● **Exercise instructions**
1. List every input that the APU write-up says the top-level APU file takes.
2. Reproduce the APU write-up verbatim from "After verification, the" to "channel hearing tests.".
3. Carry on writing the APU write-up from the point where it ends.

══ Article

The NES APU produces the sound for the system through a combination of the two pulse 
channels, the triangle channel, and the noise channel. Through variable-rate timers and 
modulators driven by the frame counter, each channel’s sound is fed to a mixer and then 
output. The APU operates at the half the frequency of the CPU clock which is accomplished 
through a simple counter to divide the CPU clock. 
 
The top-level APU file is called by the CPU and takes the CPU clock, a reset, channel mute, 
address in, data in, and a read/write control as inputs. In return, the CPU is given the 
output of the pulse width modulation of the mixed signals, and a data out signal that 
denotes which channels are active. Signals from the CPU instantiate each of the signals as 
well as the frame counter which is used to drive the envelope, sweep, and length counters 
in order to control the overall sound. 
 
The pulse channel uses the envelope generator, a sweep-controlled timer and sequencer, 
and then the length counter to send its sound to the mixer. The triangle channel takes a 
timer output created through divisions of the CPU clock, modified by the linear and length 
counters and sends it to the sequencer before the sound reaches the mixer. This 
implementation had the triangle channel’s timer as a division of the CPU clock instead of 
the APU clock. The noise channel takes a period input and produces the pseudo-random 
noise  through a look-up table which clocks a shift register. 
 
Each channel is combined in the mixer which combines a division on the sums of the pulse 
channels and a separate division on the triangle and noise channels and then uses pulse 
code modulation (PCM) to create analog audio that is output to the 3.5mm jack. 
 
Simulation and testing for the APU took place iteratively as each channel was written, 
compiled and synthesized. The first channel created was the pulse channel,  which is 
stimulated through writes to 2 registers in memory. To test its functionality, Modelsim was 
used to view the waveform after forcing the values it reads and then stepping through. 
After verification, the other channels went through a similar process before the higher level 
modules were constructed. 
 
With the channels individually functioning, the higher level modules were written to 
decode CPU instructions and control the overall pitch, length, and variation of the 4 
channels’ sound. Successful simulation on Modelsim led to implementation on Vivado to 
verify correctness audibly. Additionally, each channel’s 8-bit audio output was attached to 
8 
mute switches on the development board to allow for individual channel hearing tests.  
  
To verify overall correctness of the APU, a combination test ROMs and aural tests were 
utilized. The test ROMs allowed individual channel stimulation but side-by-side 
comparison with Mesen proved to be the most valuable test because it allowed us to listen 
to the differences and identify which portions of the signals were not correct. Once the APU 
passed the aural comparison with Mesen, the section was deemed complete and work 




PPU & VGA (Brandon & Alex)

════
══ Excerpted data

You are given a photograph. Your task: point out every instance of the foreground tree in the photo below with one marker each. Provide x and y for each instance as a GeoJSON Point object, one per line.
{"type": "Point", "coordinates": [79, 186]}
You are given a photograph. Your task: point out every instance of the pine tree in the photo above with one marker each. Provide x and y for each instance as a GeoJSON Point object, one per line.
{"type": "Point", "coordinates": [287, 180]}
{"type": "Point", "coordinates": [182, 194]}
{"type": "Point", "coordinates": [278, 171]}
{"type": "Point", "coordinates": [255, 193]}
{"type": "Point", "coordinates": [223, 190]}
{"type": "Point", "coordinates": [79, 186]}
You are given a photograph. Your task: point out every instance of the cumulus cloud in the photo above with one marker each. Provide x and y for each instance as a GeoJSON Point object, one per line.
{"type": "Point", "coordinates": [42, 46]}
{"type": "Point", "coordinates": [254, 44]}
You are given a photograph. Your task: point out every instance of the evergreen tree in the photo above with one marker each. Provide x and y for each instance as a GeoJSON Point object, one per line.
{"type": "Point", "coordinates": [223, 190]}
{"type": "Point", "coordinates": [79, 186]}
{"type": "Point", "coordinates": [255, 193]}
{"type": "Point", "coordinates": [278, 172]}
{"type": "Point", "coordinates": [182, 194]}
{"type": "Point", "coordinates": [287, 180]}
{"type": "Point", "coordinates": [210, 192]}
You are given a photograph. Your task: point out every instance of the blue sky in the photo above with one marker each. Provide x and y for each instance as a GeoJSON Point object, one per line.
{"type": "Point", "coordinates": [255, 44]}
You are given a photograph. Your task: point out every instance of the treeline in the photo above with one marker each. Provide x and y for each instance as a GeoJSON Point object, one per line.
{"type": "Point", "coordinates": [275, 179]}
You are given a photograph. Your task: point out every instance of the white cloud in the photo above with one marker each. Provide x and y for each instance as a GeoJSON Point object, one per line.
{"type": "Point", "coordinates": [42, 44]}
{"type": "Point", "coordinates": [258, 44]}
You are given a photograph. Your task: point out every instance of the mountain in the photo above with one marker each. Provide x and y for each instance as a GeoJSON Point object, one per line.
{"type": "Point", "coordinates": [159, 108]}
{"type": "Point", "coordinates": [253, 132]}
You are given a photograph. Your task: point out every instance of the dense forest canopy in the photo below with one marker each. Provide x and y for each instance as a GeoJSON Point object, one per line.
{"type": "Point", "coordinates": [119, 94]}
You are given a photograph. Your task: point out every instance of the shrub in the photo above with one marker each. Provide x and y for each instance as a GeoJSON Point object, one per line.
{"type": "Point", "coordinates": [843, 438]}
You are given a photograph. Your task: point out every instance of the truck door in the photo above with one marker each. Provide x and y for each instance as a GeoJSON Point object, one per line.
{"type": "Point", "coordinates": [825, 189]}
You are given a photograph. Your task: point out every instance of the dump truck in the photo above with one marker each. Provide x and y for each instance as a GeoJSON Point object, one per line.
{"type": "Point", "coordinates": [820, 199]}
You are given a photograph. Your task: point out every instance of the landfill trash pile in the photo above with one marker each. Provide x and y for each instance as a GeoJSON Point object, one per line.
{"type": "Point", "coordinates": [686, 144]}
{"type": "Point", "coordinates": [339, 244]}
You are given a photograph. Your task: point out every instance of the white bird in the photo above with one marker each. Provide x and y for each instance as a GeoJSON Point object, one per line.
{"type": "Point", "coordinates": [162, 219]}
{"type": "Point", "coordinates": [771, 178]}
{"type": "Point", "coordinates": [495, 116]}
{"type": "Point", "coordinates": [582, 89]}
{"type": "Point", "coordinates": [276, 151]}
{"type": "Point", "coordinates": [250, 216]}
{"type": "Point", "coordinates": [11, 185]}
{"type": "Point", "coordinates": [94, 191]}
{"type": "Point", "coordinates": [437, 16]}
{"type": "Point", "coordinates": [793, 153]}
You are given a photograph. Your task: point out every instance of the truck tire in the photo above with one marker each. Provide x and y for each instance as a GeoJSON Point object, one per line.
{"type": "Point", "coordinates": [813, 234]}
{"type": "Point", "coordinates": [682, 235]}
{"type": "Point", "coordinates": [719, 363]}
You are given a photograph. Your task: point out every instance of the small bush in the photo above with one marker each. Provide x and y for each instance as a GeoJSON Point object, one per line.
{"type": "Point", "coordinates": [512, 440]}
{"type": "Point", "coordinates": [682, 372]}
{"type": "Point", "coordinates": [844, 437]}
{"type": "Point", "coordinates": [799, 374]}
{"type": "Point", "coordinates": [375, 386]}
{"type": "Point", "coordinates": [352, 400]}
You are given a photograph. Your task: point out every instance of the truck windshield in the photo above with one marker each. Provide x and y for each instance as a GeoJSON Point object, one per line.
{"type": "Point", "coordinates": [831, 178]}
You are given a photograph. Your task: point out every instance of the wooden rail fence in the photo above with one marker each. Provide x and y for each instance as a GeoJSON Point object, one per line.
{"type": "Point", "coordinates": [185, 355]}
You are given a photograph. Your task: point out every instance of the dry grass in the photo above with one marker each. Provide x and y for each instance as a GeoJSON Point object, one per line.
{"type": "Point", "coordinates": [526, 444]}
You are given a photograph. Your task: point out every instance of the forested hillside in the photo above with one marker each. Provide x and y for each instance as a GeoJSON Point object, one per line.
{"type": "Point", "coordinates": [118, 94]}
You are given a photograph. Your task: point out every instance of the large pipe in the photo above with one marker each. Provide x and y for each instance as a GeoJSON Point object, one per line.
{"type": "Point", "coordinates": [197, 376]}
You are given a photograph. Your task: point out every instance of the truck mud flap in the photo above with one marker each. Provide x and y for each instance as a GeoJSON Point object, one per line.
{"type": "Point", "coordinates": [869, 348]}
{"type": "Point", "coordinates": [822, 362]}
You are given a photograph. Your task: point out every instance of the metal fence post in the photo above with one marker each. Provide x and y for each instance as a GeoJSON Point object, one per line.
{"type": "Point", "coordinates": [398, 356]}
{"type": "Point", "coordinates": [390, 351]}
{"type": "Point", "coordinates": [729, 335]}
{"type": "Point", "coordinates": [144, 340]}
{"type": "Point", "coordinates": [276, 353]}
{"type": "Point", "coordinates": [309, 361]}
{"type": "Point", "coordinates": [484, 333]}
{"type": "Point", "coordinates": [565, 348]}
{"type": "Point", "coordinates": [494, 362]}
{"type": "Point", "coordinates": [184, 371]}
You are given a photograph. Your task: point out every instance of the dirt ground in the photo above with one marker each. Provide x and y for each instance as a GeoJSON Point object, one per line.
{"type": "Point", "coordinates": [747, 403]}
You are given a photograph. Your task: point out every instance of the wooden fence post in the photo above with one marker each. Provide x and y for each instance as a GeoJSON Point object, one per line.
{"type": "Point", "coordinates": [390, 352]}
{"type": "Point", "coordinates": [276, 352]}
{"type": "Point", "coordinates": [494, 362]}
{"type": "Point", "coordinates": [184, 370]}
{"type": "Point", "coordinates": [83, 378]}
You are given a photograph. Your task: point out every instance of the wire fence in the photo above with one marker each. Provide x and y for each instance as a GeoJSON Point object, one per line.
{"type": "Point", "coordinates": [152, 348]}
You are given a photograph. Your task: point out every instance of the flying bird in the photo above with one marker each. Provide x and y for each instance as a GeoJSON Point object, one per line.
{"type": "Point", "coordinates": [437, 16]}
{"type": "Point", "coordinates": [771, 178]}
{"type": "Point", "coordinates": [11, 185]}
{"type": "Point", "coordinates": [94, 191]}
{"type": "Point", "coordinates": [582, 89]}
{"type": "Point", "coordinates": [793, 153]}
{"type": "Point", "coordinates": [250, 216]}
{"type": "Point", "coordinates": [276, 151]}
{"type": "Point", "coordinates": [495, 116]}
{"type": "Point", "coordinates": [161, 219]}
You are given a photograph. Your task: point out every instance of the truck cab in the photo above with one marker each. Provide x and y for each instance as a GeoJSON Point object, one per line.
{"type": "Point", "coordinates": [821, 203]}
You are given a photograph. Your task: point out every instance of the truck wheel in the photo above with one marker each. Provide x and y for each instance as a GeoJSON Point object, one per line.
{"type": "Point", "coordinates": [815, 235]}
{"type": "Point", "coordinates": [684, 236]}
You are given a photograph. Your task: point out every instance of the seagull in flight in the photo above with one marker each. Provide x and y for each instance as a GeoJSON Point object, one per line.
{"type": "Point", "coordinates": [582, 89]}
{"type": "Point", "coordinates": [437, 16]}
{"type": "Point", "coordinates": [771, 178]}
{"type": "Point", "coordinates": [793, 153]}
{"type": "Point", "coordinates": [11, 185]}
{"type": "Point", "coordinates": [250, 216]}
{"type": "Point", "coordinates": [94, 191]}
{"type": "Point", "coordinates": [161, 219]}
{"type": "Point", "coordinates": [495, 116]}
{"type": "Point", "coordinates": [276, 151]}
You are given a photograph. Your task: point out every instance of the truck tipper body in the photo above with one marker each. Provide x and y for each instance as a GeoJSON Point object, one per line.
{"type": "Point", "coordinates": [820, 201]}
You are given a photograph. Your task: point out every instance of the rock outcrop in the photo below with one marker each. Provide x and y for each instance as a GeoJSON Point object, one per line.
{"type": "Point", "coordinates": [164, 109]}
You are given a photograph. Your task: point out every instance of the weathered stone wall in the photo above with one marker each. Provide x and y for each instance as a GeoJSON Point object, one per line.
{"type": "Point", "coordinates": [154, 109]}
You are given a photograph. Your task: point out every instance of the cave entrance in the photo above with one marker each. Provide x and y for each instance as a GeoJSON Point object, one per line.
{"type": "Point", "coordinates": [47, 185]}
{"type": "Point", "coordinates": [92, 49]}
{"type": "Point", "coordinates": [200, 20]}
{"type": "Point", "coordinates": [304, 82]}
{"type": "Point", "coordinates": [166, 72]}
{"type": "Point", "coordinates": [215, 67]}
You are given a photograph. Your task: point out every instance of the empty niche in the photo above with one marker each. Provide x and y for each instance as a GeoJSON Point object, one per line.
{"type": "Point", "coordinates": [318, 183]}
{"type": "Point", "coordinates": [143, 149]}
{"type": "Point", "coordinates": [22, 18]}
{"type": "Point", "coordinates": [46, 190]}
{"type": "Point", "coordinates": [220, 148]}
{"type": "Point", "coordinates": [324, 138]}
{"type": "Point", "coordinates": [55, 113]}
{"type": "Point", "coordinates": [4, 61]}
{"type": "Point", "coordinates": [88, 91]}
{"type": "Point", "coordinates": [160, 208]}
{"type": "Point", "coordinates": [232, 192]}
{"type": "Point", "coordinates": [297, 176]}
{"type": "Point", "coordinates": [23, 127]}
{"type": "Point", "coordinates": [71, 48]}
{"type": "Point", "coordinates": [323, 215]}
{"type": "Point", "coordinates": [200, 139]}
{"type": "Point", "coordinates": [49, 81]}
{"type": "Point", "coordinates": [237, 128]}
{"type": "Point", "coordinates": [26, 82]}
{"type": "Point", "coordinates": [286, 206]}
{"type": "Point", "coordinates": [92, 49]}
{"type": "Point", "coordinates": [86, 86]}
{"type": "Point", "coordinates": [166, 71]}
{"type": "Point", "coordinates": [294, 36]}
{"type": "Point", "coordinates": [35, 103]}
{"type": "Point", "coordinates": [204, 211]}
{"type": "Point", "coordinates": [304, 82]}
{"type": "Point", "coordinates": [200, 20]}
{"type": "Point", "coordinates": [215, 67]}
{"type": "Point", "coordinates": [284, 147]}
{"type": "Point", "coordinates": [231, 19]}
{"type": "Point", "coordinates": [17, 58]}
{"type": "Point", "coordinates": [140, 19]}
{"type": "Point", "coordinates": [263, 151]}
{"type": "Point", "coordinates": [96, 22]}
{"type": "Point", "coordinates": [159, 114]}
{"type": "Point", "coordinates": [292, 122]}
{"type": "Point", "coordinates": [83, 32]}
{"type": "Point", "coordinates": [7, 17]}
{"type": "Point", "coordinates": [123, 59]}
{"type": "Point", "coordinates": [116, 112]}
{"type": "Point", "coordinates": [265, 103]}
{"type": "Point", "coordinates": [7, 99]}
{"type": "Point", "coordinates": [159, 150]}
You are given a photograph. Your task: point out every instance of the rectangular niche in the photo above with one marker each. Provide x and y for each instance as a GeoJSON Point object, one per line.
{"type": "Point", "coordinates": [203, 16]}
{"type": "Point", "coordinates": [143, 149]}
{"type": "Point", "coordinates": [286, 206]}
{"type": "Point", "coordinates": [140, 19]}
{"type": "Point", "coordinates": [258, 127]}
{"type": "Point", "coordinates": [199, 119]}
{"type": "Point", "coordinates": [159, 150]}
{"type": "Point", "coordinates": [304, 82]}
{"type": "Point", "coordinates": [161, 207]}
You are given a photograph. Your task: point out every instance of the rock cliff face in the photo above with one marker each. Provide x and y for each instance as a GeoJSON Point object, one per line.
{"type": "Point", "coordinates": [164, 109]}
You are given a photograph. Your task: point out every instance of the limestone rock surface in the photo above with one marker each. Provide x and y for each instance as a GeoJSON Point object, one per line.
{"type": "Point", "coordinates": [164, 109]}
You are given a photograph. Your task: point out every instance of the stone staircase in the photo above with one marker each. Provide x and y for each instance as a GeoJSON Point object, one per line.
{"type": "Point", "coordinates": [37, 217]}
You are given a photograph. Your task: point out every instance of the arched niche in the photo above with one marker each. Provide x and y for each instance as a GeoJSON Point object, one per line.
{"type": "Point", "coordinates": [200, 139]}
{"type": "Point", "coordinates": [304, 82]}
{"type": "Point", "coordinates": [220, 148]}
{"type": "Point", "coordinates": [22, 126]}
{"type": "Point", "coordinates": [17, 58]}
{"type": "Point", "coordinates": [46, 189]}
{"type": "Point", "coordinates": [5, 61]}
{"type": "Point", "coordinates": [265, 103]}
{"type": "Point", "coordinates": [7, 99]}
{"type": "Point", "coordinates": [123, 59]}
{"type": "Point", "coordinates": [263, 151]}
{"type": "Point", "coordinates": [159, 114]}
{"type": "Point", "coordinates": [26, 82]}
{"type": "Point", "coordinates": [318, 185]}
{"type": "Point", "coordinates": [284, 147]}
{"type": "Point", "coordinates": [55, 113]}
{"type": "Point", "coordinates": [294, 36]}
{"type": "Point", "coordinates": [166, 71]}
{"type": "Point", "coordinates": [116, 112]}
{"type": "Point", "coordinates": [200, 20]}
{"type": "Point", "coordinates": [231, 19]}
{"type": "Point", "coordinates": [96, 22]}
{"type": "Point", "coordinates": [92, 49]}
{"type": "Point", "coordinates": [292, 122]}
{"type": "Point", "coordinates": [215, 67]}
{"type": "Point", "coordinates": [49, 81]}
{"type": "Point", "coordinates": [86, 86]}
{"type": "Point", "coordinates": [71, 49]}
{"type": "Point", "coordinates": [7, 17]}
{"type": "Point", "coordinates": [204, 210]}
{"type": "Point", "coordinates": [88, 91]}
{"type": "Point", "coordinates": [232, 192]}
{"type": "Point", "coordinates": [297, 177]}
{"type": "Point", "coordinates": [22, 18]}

════

● **Results of the exercise**
1.
- CPU clock
- reset
- channel mute
- address in
- data in
- read/write control

2.
After verification, the other channels went through a similar process before the higher level 
modules were constructed. 
 
With the channels individually functioning, the higher level modules were written to 
decode CPU instructions and control the overall pitch, length, and variation of the 4 
channels’ sound. Successful simulation on Modelsim led to implementation on Vivado to 
verify correctness audibly. Additionally, each channel’s 8-bit audio output was attached to 
8 
mute switches on the development board to allow for individual channel hearing tests.

3.
The NES PPU, the Picture Processing Unit, was a chip developed in-house at Nintendo to 
take the data from the CPU and use it to display video on an NTSC TV. The NES PPU creates 
the images through a combination of different tables: nametables for the background and 
sprites, and the attribute tables. The nametable for the background is responsible for 
holding the data for the background of a frame and similarly the nametable for the sprites 
holds the data for the sprites in a frame. The attribute tables holds the position of each 
sprite and any data associated with the sprite like whether to render the sprite or the 
background first. The PPU uses a multiplexer to determine which table should be outputted 
to each pixel and then shifts this value out one bit at a time. The final output of the PPU is 6 
bits which represent the colors that should be displayed on the screen.  
 
The PPU interfaces with the CPU through two registers, the PPUADDR and the PPUDATA. 
Due to this design, the CPU must output all data serially to the PPU, one byte at a time. 
Furthermore, data is usually  only be written during a period known as VBLANK, a period 
of about 2250 clock cycles. The reason for this is so the data writes don’t mess up the 
picture displayed on the screen. The period called VBLANK happens on pixels that are 
outside the viewable area of the screen. While it is possible to write to the PPU during the 
rendering of the frame, most games didn’t do this. For the couple of games that did 
implement writing to the PPU during the rendering of the frame, it was up to the game 
developers to solve the problem of the messed up pixels during the write.  
 
One problem in designing the PPU was that it is hard to test standalone. In order to verify 
that all the tables are being updated correctly and that the timing is correct, it needs to be 
fed correct data from the CPU. Initially, a basic testbench was created that would test a 
couple inputs to see if all the internal and outputted signals were correct, but this wasn’t 
able to test the full module of the PPU. In order for full testing, the PPU had to be hooked up 
to the CPU to properly test if the timing was correct and if everything was recreated 
properly.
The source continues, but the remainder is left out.